Stored data entries
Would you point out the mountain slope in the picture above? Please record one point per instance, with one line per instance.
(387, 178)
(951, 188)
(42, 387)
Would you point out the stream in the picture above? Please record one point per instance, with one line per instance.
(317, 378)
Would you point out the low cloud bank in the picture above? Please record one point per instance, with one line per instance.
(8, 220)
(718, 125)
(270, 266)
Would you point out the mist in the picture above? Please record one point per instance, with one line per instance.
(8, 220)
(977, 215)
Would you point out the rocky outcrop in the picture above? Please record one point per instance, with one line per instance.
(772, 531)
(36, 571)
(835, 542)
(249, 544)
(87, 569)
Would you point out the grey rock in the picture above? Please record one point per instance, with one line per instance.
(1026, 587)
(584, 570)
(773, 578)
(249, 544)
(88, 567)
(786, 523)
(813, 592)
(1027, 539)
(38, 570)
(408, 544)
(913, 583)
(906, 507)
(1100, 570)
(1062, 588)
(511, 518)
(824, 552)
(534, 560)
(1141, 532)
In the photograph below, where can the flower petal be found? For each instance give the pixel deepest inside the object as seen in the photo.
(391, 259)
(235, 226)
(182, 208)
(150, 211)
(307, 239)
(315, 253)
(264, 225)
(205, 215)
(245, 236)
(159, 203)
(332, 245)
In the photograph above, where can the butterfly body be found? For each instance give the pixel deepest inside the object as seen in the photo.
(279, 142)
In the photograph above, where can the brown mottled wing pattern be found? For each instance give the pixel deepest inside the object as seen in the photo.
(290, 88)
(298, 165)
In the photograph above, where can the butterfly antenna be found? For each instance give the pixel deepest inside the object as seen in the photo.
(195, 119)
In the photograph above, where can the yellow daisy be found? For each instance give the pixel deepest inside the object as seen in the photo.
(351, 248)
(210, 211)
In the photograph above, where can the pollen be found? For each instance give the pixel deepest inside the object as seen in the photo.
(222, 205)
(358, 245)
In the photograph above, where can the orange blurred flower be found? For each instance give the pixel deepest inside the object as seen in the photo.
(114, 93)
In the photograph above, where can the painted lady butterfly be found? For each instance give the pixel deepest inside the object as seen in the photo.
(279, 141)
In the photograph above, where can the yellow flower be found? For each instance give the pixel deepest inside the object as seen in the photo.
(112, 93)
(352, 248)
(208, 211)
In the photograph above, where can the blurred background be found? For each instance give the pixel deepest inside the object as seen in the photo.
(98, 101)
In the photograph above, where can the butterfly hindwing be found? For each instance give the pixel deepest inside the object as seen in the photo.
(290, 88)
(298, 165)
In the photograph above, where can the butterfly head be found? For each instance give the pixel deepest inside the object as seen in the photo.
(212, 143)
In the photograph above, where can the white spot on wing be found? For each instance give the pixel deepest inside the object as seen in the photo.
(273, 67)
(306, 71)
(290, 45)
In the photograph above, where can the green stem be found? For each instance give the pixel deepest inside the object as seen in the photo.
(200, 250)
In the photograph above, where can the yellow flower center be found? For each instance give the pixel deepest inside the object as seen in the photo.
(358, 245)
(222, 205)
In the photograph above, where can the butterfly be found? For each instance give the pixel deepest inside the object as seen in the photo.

**TASK DETAILS:**
What is needed is an exact copy of the lines from the one containing "In the photograph above, where can the butterfly head" through the final line of the data, both included, and nothing more.

**EXPECTED ANSWER:**
In the photograph above, where can the butterfly head be found? For each instance give the pixel deepest inside the object as seen in the photo.
(212, 143)
In the photograph above, where can the white spot on wing be found? For each instance give the pixel deepest inside the object as seen in the photo.
(273, 67)
(306, 71)
(290, 45)
In the photograph above, where can the green stem be found? For each instance give the pixel deepest inside the object as seen in the photo.
(200, 250)
In the photograph above, where can the yellow flower center be found? For each instance give the pixel deepest inside the object as seen in the photo.
(358, 245)
(222, 205)
In the photograph above, where can the butterfly be found? For each instance give the pixel deepest inside the object as seen in the photo.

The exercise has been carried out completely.